» **QUOTED TEXT**:

↓↓↓

If you’ve ever doubted the importance of teamwork and collaboration, just look to the Chilean mine rescue. “A Life-Saving Synchronized Event” details the roles of each member of the greeting team. It is a calm and methodical process taking place to meet each miner. As the writer Tsu Dho Nimh explains:
I have seen rescues, trained for rescue work, and participated in rescues; this team is world-class. It’s the biggest news story of the day, maybe the year, and they are as calm and methodical as if they were directing traffic on a village side street.
While trapped in the mine, the miners were a cohesive team. They created a structured system where each took on roles for the group.
The Chilean mine rescue also offers a broader picture of global collaboration. Chile was supported with the help of the international community to save the miners. Some examples:
- Yamazaki Nabisco Co. supplied candy designed for astronauts at the request of the Japan Aerospace Exploration Agency, or JAXA.
- Gunze Ltd. offered two sets of T-shirts and boxer briefs made from odor-eating fibers to each of the miners.

↑↑↑

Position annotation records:
↓↓↓

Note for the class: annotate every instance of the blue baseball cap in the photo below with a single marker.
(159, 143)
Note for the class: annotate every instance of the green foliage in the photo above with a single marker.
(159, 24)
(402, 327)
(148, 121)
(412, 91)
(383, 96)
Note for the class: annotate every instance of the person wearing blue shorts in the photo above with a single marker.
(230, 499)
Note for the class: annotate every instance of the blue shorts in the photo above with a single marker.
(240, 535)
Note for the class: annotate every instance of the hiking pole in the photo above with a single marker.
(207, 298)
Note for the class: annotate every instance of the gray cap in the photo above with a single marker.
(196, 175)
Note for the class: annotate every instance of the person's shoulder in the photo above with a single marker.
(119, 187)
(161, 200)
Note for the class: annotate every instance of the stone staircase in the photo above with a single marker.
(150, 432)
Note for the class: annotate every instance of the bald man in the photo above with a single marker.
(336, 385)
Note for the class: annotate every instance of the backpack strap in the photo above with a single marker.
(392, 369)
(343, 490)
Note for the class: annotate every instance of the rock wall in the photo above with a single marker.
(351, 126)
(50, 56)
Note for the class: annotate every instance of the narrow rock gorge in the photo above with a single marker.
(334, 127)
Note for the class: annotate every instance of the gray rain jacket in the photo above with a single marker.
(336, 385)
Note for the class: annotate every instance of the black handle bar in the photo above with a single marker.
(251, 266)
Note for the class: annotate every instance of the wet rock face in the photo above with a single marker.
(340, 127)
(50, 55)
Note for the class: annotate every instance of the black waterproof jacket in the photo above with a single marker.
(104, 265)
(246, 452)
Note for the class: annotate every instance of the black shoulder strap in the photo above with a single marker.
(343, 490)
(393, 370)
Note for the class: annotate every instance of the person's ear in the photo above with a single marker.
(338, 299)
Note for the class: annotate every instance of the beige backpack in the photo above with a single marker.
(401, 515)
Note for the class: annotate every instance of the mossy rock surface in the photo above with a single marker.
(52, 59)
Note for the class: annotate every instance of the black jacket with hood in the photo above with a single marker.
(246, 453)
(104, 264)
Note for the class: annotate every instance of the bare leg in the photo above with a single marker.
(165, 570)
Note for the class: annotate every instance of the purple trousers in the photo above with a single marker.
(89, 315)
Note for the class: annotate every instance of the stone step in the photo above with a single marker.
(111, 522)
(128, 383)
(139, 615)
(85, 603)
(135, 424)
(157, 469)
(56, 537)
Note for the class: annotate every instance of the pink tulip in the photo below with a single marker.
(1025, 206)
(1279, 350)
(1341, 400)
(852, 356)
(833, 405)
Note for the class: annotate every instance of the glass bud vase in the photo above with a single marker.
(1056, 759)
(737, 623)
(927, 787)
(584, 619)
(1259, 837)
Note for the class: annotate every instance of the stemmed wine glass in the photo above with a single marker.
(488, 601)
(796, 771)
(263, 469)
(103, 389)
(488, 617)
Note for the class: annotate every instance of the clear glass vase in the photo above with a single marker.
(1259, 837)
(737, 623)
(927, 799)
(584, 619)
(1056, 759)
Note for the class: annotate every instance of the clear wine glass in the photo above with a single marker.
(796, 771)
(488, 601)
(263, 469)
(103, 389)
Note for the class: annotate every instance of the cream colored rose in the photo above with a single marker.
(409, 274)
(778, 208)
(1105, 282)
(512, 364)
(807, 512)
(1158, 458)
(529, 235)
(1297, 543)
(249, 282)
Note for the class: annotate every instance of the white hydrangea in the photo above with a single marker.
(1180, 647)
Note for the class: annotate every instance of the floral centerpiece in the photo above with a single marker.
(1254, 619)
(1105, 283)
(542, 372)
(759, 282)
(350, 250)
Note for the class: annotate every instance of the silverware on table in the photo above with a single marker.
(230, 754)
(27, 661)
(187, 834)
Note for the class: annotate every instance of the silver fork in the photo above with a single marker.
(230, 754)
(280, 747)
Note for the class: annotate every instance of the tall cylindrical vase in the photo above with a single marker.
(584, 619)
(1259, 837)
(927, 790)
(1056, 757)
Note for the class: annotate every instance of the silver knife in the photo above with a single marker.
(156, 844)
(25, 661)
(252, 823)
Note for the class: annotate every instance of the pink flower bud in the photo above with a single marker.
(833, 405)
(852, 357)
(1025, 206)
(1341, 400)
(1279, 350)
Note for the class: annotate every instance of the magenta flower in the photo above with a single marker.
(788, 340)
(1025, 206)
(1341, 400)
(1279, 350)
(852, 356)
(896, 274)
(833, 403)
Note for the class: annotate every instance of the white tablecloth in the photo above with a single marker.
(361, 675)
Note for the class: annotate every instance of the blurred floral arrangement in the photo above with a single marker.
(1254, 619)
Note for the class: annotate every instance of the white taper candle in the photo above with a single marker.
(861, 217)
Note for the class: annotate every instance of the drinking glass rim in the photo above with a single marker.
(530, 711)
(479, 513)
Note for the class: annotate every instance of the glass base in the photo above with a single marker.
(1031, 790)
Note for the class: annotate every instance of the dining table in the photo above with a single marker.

↑↑↑

» **GIVEN PROBLEM**: Resume the passage on the Chilean mine rescue, picking up right after its last sentence. The listing above comes from a separate source.

» **REPLY TO THE TASK**:
- Goldwin Inc. provided odor-fighting underwear, shipping products that it co-developed with JAXA.
- Oakley donated the sunglasses that provide them with protection from ultraviolet light.
- South African construction giant Murray & Roberts supplied a drill and six South African engineers are part of the international team of engineers, geologists, and mining experts who worked around the clock to secure the release of the trapped miners. Murray & Roberts Holdings Ltd., South Africa’s second- largest construction company by market value, and its Chilean affiliates provided a large-diameter drilling machine called the Strata 950 for use in the rescue. The 40-ton machine, which was already in Chile, was one of at least three devices used to bore into the earth as rescuers tried to reach the miners.
- Aries Central California Video in East Central Fresno designed a camera that was lowered nearly a mile into the ground sending back shots of the miners. The cameras are designed to inspect water wells and boreholes and reach a depth of more than 5-thousand feet.
- One of Canada’s largest oil drillers Precision Drilling Corp. was asked to move its only drilling rig in the South American nation more than 1,000 kilometres to the mine site. Their role was to build a backup rescue shaft.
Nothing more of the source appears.